*Enunciado 1:*
Responda com base no texto sobre a Lei de Empresas Estatais:
(a) Qual dispositivo da Constituição Federal previa que lei específica disciplinaria o estatuto jurídico da empresa estatal?
(b) Segundo o Governo Federal, na sanção, como a Lei nº 13.303/2016 chegou a ser chamada?
(c) Qual prazo o art. 91, caput, fixa para as estatais constituídas antes da vigência da lei promoverem as adaptações necessárias?
*Enunciado 2:* Transcreva do texto sobre a Lei de Empresas Estatais todo o trecho que vai desde "Todavia, passado 1" até "que podemos/precisamos aprimorar.".

*Texto de leitura:*
┌────────

A Lei de Empresas Estatais (Lei 13.303/2016), editada em julho de 2016, teve por objetivo principal a regulamentação de diversos pontos lacunosos no ordenamento jurídico brasileiro em relação às empresas estatais, sobretudo em decorrência de previsão específica da Constituição Federal (art. 173, § 1º), que determinava que lei específica disciplinaria o estatuto jurídica da empresa estatal.

A Lei nº 13.303/2016 chegou a ser chamada como “Lei de Responsabilidade das Empresas Estatais”, conforme observou o Governo Federal quando de sua sanção, demonstrando o tom moralizador em sua edição, sobretudo em um contexto após a “Operação Lava-Jato”.

Em síntese, os pontos de regulamentação da Lei de Empresas Estatais mais importantes são os seguintes: i) a necessidade de que as empresas estatais possuam mecanismos específicos de compliance e governança corporativa; ii) a existência de um procedimento licitatório específico, bem como alterações significativas no regime de contratos; e, iii) a necessidade de que cada empresa estatal possa realizar a edição de regulamentos de licitação e contratos, disciplinando o regime de contratação às suas especificidades (o que será tema .

Todavia, passado 1 (um) ano de vigência (ou parcial vigência, como se verificará) da Lei de Empresas Estatais, é preciso que se faça um breve retrospecto daquilo que já foi efetivamente alcançado e o que podemos/precisamos aprimorar.

Primeiramente, destaca-se que a Lei de Empresas Estatais não traz uma redação muito clara a respeito de sua própria vigência, o que dificultou a sua aplicabilidade plena, em todas as esferas governamentais. O art. 91, caput, estabelece que “empresa pública e a sociedade de economia mista constituídas anteriormente à vigência desta Lei deverão, no prazo de 24 (vinte e quatro) meses, promover as adaptações necessárias à adequação ao disposto nesta Lei”. Além disso, o art. 91, § 1º, prescreve que as empresas estatais poderiam continuar aplicando as regras anteriores no que se refere a licitações e contratos.

└────────

*Material listado:*
┌────────

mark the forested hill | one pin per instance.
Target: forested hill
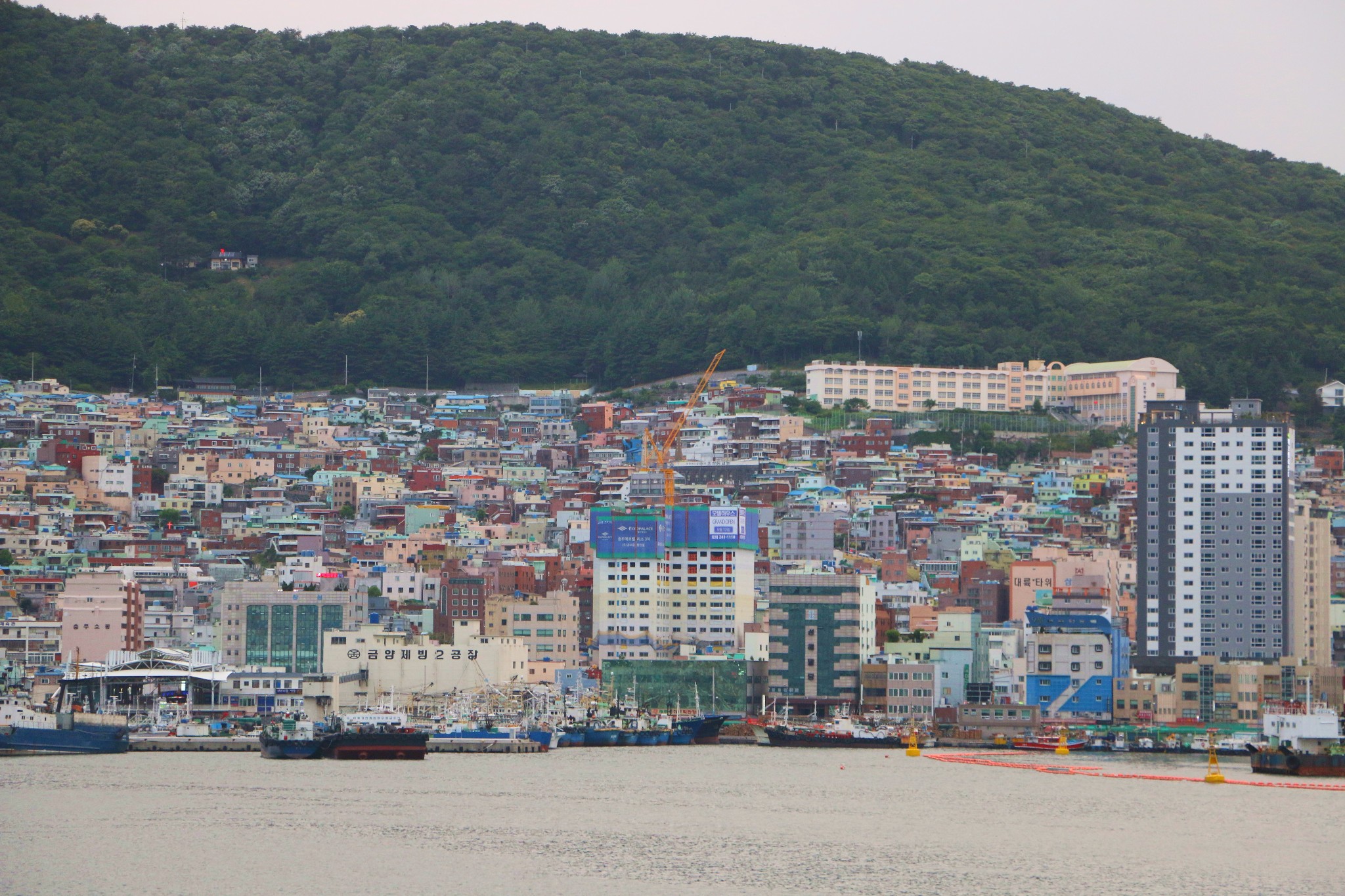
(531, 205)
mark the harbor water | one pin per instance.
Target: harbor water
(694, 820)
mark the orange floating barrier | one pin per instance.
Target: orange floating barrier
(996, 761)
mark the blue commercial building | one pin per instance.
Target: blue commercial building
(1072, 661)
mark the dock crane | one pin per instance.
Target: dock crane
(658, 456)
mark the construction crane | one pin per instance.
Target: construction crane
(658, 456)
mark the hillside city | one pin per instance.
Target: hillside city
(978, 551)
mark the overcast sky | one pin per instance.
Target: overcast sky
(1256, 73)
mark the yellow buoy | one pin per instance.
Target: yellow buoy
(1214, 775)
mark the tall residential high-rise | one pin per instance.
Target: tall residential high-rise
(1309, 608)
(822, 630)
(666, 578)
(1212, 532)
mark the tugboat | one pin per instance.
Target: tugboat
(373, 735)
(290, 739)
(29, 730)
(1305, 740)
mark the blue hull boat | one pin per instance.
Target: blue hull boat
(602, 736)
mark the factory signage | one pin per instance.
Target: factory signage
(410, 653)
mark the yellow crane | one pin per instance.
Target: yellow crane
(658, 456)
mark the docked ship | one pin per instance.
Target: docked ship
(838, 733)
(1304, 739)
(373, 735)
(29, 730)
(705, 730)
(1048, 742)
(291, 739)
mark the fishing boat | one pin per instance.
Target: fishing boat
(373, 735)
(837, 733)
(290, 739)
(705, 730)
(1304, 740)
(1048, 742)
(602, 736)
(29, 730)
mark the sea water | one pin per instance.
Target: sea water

└────────

*Resultado final 1:*
(a) O art. 173, § 1º, da Constituição Federal.
(b) "Lei de Responsabilidade das Empresas Estatais".
(c) 24 (vinte e quatro) meses.

*Resultado final 2:*
Todavia, passado 1 (um) ano de vigência (ou parcial vigência, como se verificará) da Lei de Empresas Estatais, é preciso que se faça um breve retrospecto daquilo que já foi efetivamente alcançado e o que podemos/precisamos aprimorar.